**Text section:**
# ford F-150 4wd issue



## Torin (Dec 20, 2009)

I have a 2008 F-150 wih 20K + - miles. It had an issue with the front hubs locking in (or attempting to) during normal 2wd driving. It happened a couple of times earlier in the year, then it recently became more frequent. I had brought it in to the local dealer when it first occured & was told they could not replicate the problem so, no repair. When it started happening more lately, I brought it in again, same result. My reply this time was, I don't want it back until repaired. They drove it again & suposedly replicated the problem. They replaced a vaccum valve & now it seems ok. 
My question is, how many have been through this & do you feel the hubs & transfer case most likely are damaged? The dealer states they checked them & they are ok but, I'm a bit skeptical. It works normally, engages 4wd ok, now. 
Any of you guys been there, done that?


----------



## Austin1 (Dec 20, 2009)

Torin said:


> I have a 2008 F-150 wih 20K + - miles. It had an issue with the front hubs locking in (or attempting to) during normal 2wd driving. It happened a couple of times earlier in the year, then it recently became more frequent. I had brought it in to the local dealer when it first occured & was told they could not replicate the problem so, no repair. When it started happening more lately, I brought it in again, same result. My reply this time was, I don't want it back until repaired. They drove it again & suposedly replicated the problem. They replaced a vaccum valve & now it seems ok.
> My question is, how many have been through this & do you feel the hubs & transfer case most likely are damaged? The dealer states they checked them & they are ok but, I'm a bit skeptical. It works normally, engages 4wd ok, now.
> Any of you guys been there, done that?


I will say this give me locking hubs and a stick shift transfer case! My best friend had a 90 Chev that when it got real cold say -30 took 100yds or more of driving before it went into 4 wheel drive. 
I don't think you damaged anything in the T case, as to the hub's I don't know but would think your okay as long as you were not heavy on the pedal wile it was thinking if it should go into 4 wheel drive.


----------



## Torin (Dec 20, 2009)

I hope you're right. It happened once on the highway going 65mph. It would make a heck of a noise as they grind, trying to engage, then it seemed they would catch & a serious clunk under your feet which I think was the transfer case. 
I was pulling my trailer out of the snow tonight & discovered I do not have 4wd low. I will check it again but, it may be going back to the dealer.


----------



## Walt41 (Dec 20, 2009)

I don't want to be the one to say it but, at 65mph nothing good can come from those things trying to engage themselves. If you could feel it in the cab, imagine what was going on in the transfer case. If it were me, I would show up with a couple dozen donuts at my ford dealer and have a civilized conversation with the service manager, he should be able to swap in what is necessary. Also, have them check for any open TSBs on your truck in their Vincent system.


----------



## Torin (Dec 20, 2009)

I agree. I discussed it with them, when they said they need to witness the problem & had not been able to. I basically said that if they look at the hubs, there has to be visible evidence of the problem. It is grinding into engagement, it has to leave scars. After they finally "fixed" the problem, I asked specifically if they checked the rest of the front drive train & they told me they did & found no damage. I got a feeling I'll discover more issues after the warranty is up.

**Work to complete:**
• A. In the F-150 4WD thread, what part did the dealer replace on the truck?
• B. Write out the stretch of the F-150 4WD thread from "I hope you're" through "Walt41 (Dec 20, 2009)", substituting "mechanic" for "dealer".
The data after this thread comes from a separate source.

**Data:**
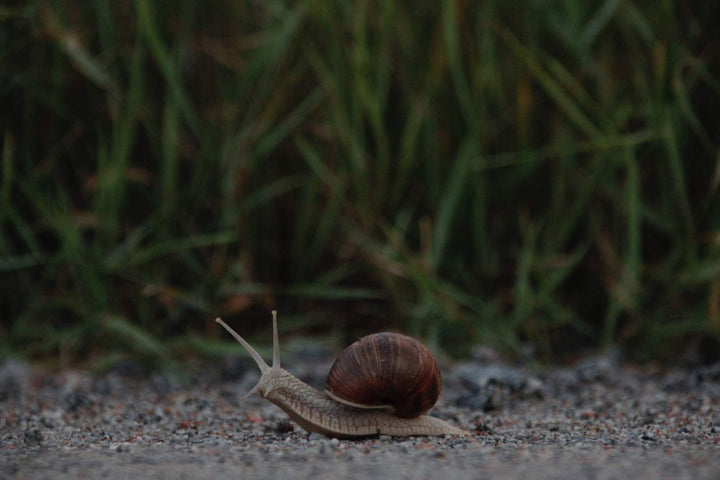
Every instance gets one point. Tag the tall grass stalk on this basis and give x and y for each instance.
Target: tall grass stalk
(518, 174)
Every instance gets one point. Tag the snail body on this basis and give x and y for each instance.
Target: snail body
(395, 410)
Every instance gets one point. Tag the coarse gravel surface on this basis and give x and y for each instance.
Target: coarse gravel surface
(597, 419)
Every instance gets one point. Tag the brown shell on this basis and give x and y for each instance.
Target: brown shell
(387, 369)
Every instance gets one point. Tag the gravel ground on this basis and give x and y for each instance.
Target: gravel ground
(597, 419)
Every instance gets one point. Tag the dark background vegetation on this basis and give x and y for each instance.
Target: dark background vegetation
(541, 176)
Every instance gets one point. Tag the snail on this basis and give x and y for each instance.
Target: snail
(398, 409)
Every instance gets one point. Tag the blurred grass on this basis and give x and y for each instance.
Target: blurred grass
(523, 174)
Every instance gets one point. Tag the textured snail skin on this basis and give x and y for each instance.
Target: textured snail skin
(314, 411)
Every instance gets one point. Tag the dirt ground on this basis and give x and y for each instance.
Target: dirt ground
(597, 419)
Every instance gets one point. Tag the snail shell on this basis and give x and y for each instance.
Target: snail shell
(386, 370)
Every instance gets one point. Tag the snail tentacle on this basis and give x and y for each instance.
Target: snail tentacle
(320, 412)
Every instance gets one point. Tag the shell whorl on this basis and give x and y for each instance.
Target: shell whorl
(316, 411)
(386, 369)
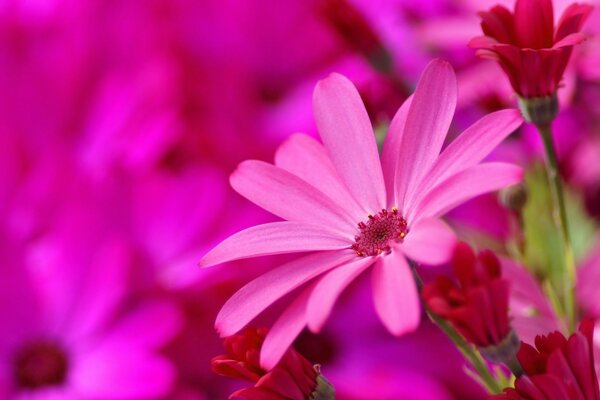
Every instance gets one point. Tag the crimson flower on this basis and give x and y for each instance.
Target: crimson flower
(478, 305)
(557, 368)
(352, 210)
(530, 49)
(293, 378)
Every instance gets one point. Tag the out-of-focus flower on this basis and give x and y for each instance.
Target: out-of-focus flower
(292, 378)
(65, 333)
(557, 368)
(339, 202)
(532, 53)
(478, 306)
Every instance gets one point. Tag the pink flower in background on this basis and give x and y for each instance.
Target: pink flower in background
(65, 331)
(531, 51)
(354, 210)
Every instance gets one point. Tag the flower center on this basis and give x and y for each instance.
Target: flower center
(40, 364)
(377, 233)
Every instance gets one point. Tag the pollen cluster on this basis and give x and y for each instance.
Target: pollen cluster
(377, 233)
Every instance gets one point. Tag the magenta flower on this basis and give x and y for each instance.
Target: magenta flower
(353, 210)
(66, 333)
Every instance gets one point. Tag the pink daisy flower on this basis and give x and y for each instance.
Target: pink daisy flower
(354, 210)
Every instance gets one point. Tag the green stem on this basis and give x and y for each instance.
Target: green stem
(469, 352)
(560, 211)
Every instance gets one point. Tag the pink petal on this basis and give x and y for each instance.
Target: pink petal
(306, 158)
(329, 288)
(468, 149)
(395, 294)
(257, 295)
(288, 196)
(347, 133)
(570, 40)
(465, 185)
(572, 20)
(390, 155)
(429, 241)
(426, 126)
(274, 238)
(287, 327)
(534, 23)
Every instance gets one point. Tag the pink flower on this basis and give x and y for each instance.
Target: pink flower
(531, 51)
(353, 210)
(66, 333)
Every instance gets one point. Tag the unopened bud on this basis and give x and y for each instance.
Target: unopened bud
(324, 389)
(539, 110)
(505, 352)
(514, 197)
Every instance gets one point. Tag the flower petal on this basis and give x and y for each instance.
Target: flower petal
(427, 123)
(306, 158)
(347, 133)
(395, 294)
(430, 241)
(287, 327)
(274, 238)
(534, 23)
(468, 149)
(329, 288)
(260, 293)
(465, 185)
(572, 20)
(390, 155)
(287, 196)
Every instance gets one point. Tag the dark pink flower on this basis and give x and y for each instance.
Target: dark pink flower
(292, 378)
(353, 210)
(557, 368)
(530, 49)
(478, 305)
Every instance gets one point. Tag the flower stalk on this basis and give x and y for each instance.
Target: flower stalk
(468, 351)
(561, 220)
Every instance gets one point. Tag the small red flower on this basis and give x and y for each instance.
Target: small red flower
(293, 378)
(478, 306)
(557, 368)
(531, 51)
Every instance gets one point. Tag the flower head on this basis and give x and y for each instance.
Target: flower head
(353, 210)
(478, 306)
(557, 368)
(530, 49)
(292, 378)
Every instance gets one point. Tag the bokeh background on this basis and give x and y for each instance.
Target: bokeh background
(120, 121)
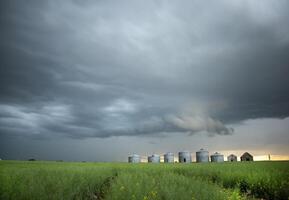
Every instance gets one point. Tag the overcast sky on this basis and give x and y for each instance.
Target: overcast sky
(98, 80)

**Exercise answers:**
• A. A vacuum valve.

• B.
I hope you're right. It happened once on the highway going 65mph. It would make a heck of a noise as they grind, trying to engage, then it seemed they would catch & a serious clunk under your feet which I think was the transfer case. 
I was pulling my trailer out of the snow tonight & discovered I do not have 4wd low. I will check it again but, it may be going back to the mechanic.


----------



## Walt41 (Dec 20, 2009)